Examples of point labeling
--- BEGIN ---

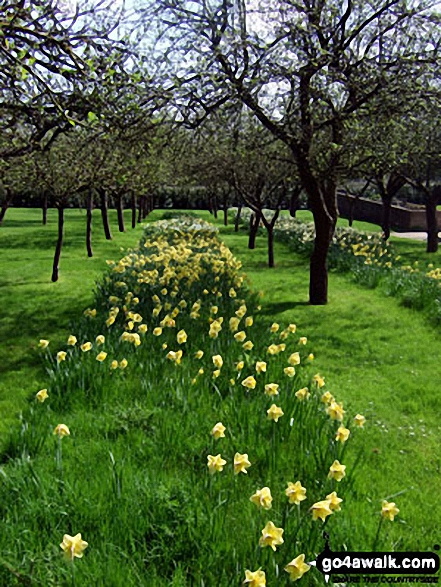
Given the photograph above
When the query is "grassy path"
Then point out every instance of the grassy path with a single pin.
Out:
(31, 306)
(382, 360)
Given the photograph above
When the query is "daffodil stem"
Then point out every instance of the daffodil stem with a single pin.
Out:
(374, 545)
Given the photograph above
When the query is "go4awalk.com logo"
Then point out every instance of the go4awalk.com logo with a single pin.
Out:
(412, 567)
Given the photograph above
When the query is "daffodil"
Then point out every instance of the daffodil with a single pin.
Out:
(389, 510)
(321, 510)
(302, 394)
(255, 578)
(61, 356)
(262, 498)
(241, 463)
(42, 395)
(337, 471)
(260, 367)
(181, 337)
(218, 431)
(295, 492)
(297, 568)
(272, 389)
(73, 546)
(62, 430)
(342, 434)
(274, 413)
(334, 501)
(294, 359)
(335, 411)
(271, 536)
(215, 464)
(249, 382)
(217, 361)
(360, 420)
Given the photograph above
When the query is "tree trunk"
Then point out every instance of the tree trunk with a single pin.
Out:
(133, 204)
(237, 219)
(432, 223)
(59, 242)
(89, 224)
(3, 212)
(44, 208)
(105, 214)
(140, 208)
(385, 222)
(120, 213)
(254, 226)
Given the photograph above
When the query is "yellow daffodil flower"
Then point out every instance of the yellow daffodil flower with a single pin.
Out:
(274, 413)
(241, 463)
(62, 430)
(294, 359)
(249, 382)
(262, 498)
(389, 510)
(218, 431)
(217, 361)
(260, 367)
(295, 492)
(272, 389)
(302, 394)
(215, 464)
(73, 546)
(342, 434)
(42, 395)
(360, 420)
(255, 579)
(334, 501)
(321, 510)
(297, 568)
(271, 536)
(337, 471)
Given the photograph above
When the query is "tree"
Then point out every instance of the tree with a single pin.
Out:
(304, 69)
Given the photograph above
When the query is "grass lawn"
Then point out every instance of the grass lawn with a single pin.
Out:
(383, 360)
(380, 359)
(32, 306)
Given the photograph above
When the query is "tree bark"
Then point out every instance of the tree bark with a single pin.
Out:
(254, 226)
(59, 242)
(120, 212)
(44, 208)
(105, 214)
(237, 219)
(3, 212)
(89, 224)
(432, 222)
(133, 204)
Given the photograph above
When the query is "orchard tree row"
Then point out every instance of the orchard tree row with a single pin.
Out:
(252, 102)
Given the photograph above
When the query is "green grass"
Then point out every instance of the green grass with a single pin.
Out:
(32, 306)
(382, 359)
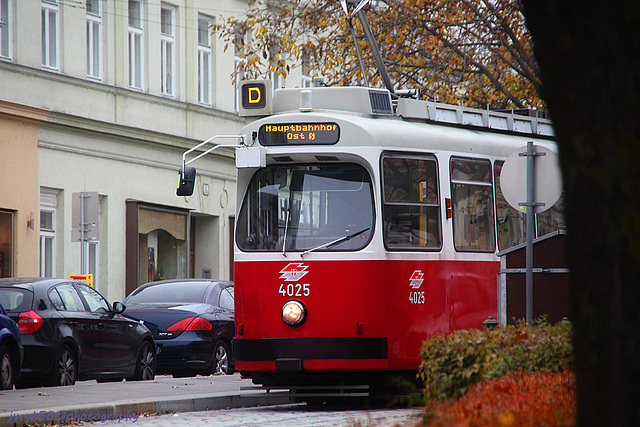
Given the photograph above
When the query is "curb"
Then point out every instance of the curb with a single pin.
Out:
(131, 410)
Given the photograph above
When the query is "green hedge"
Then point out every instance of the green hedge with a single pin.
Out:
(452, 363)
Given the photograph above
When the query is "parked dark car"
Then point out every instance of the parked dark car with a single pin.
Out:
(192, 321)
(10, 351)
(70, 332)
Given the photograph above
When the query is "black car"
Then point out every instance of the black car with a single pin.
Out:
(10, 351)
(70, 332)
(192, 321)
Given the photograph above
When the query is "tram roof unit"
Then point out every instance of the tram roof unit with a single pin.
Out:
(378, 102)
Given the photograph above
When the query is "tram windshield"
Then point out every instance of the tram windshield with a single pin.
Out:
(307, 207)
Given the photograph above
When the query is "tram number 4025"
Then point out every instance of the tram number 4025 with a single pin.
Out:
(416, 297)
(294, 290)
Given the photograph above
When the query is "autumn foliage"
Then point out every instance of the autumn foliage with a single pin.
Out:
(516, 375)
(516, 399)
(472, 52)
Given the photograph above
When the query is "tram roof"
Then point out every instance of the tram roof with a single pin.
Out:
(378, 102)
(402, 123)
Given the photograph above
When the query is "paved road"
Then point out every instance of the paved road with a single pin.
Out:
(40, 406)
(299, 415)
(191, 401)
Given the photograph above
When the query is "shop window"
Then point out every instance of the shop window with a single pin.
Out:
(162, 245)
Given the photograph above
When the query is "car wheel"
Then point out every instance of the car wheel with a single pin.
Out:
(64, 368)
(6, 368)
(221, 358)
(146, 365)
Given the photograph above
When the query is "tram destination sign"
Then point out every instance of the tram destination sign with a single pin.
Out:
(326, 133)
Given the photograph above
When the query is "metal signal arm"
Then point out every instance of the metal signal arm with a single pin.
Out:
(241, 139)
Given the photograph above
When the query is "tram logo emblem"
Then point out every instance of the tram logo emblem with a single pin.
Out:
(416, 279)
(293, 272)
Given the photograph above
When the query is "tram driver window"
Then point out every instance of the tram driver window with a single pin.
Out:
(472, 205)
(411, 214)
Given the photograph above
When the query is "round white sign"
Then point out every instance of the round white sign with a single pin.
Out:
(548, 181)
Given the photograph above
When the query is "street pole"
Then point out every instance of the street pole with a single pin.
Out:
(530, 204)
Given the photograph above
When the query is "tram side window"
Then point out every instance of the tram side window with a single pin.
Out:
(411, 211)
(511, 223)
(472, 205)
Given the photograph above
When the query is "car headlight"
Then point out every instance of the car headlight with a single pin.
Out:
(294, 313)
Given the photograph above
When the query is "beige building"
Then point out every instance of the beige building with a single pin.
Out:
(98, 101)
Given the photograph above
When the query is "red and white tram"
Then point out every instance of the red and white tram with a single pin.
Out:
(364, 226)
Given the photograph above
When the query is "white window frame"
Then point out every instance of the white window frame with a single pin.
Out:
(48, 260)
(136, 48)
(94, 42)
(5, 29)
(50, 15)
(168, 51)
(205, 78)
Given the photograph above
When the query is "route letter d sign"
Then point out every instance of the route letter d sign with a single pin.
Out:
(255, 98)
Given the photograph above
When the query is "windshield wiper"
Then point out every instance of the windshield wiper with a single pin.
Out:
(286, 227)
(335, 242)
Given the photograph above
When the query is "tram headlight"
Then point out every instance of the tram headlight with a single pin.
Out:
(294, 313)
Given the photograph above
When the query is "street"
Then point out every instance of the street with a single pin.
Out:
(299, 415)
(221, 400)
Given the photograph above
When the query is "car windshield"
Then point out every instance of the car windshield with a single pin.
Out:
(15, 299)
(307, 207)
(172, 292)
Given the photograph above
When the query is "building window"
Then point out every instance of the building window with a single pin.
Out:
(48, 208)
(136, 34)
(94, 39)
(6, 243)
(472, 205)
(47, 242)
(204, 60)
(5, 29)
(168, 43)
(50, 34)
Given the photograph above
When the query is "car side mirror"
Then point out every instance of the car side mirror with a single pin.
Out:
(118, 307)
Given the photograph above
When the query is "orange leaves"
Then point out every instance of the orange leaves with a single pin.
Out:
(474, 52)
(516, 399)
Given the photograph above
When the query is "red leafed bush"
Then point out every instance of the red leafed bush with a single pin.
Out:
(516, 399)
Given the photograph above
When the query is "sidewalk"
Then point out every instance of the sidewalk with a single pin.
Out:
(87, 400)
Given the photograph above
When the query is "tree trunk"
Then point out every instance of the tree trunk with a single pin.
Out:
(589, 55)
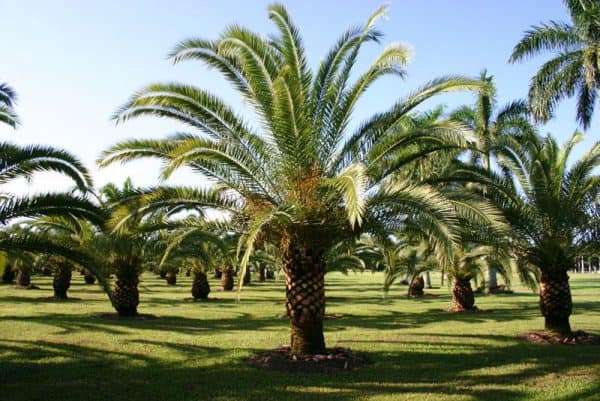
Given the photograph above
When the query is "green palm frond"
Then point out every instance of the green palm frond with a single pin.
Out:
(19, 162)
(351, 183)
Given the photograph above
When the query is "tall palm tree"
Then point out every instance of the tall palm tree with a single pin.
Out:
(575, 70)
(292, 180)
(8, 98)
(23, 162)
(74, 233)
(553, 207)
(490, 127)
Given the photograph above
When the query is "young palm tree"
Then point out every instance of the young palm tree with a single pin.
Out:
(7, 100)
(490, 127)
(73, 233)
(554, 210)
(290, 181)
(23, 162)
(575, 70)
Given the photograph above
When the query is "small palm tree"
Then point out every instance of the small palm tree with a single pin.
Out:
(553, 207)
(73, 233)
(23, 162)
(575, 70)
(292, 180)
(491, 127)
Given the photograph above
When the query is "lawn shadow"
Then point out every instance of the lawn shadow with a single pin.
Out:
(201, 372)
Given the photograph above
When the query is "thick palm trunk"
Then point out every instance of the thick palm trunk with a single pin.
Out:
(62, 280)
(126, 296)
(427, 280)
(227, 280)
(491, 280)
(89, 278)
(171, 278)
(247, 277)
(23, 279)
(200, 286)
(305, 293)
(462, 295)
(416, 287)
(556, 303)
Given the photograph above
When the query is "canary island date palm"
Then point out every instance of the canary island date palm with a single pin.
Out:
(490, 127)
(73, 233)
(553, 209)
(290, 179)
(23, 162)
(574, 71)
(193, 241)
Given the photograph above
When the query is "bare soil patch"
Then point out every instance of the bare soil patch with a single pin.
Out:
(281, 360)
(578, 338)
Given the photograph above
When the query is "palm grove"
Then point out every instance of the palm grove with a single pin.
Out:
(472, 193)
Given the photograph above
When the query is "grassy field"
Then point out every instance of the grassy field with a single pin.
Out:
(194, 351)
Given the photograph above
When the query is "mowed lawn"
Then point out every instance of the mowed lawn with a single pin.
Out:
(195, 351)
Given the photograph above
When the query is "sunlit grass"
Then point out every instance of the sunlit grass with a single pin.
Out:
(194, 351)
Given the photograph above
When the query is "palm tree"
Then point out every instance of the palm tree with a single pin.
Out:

--- END ---

• WRITTEN EXERCISE: Count how many lines of the material above contain the string "beige", and give only that number.

• EXPECTED OUTPUT: 2